▸ Texte retenu
Procédure devant la Cour :
Par une requête, enregistrée le 22 juillet 2016, la société le Palandoken, représentée par la SELARL Sophie Sigaud, demande à la Cour :
1°) d'annuler ce jugement du tribunal administratif de Marseille du 31 mai 2016 ;
2°) d'annuler la décision du 14 avril 2014 du directeur général de l'Office français de l'immigration et de l'intégration et les deux titres de perception émis à son encontre le 19 mai 2014.
Elle soutient que :
- elle ne pouvait être assujettie aux contributions en litige pour l'emploi de M. B... A..., dans la mesure où celui-ci, associé et cogérant de la société, ne se trouvait pas vis-à-vis de celle-ci dans un rapport de subordination ;
- les titres de perception en litige lui sont inopposables faute pour le comptable de la direction générale des finances publiques d'avoir déclaré les créances de l'OFII au mandataire judiciaire dans les délais légaux.
Par un mémoire en défense, enregistré le 21 décembre 2017, l'Office français de l'immigration et de l'intégration, représenté par Me C..., conclut au rejet de la requête et à ce que soit mise à la charge de la société le Palandoken la somme de 2 800 euros au titre de l'article L. 761-1 du code de justice administrative.
Il soutient qu'aucun des moyens de la requête n'est fondé.
Vu les autres pièces du dossier.
Vu :
- le code de l'entrée et du séjour des étrangers et du droit d'asile ;
- le code du travail ;
- le code de commerce
- le code de justice administrative.
Les parties ont été régulièrement averties du jour de l'audience.
Ont été entendus au cours de l'audience publique :
- le rapport de M. Guidal, président,
- et les conclusions de M. Chanon, rapporteur public.

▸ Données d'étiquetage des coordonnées
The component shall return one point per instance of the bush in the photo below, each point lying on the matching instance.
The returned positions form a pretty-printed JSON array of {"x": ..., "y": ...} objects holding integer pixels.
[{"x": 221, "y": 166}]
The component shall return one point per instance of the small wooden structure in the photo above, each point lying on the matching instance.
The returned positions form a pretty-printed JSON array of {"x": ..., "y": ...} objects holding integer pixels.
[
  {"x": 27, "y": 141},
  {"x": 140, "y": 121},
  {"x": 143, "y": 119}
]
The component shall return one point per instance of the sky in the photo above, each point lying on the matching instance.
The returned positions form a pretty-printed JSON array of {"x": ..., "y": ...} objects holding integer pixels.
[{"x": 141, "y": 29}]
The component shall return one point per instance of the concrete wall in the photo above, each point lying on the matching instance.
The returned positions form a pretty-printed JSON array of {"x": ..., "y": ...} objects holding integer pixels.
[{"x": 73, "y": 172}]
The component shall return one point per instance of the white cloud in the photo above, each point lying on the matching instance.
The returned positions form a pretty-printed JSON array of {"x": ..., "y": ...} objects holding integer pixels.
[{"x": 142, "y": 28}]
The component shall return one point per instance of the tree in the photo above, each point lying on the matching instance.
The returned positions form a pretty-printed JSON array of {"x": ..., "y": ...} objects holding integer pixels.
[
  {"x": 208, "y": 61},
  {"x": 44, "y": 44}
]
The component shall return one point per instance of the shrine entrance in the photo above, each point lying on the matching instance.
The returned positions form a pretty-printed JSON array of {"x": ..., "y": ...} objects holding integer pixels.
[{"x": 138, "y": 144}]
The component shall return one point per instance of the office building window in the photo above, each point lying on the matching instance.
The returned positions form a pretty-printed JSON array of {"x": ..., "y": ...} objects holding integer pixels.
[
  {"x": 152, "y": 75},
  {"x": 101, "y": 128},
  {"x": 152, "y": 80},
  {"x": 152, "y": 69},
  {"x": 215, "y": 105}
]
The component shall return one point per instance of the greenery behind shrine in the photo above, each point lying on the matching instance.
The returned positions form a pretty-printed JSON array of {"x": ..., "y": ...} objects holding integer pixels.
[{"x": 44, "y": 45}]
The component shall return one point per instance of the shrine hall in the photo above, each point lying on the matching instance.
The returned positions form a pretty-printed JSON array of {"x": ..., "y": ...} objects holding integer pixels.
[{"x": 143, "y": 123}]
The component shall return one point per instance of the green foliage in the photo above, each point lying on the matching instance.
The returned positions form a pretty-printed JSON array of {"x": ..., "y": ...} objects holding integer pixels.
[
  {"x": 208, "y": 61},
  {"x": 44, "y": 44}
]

--

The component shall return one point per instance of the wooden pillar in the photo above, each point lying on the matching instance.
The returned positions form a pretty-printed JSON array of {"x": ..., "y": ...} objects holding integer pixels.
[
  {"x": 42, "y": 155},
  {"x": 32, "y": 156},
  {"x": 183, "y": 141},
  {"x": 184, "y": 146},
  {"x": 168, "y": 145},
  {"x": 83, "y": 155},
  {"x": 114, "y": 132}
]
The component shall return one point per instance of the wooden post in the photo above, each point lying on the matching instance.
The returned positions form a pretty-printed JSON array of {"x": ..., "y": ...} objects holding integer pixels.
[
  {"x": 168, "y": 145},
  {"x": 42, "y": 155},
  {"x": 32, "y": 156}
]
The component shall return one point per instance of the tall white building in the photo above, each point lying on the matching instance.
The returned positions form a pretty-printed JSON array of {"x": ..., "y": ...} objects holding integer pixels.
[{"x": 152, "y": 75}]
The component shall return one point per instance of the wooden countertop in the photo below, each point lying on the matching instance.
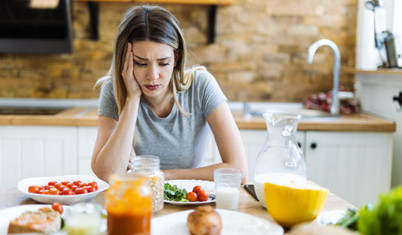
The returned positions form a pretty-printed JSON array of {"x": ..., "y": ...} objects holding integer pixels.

==

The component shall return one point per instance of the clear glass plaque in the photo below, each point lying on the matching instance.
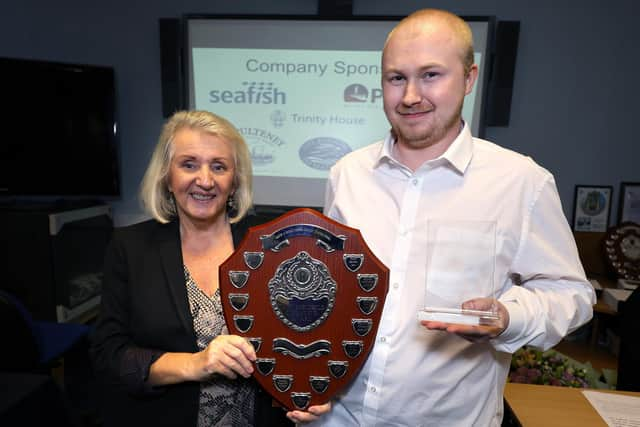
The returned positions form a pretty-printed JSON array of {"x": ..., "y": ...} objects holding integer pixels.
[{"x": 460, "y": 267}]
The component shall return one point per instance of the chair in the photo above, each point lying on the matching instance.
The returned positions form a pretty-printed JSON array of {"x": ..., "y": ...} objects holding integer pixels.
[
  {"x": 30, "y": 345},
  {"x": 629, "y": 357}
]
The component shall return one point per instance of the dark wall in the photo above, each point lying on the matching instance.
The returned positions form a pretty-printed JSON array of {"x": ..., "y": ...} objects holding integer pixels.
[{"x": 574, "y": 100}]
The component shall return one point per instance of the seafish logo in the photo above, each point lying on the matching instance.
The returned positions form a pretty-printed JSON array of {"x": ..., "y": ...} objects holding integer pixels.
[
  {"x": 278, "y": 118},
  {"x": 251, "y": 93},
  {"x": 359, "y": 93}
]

▸ Exercices
a) Répondez à ces questions d'après le texte retenu :
(i) À quelle date la requête de la société le Palandoken a-t-elle été enregistrée ?
(ii) Quelle somme l'Office français de l'immigration et de l'intégration demande-t-il de mettre à la charge de cette société ?
(iii) Qui a présenté les conclusions en qualité de rapporteur public ?
b) Recopiez le passage du texte retenu qui va de "Vu les autres" jusqu'à "le code de justice administrative." inclus.

▸ Corrigés détaillés
a)
(i) Le 22 juillet 2016.
(ii) 2 800 euros, au titre de l'article L. 761-1 du code de justice administrative.
(iii) M. Chanon.

b)
Vu les autres pièces du dossier.
Vu :
- le code de l'entrée et du séjour des étrangers et du droit d'asile ;
- le code du travail ;
- le code de commerce
- le code de justice administrative.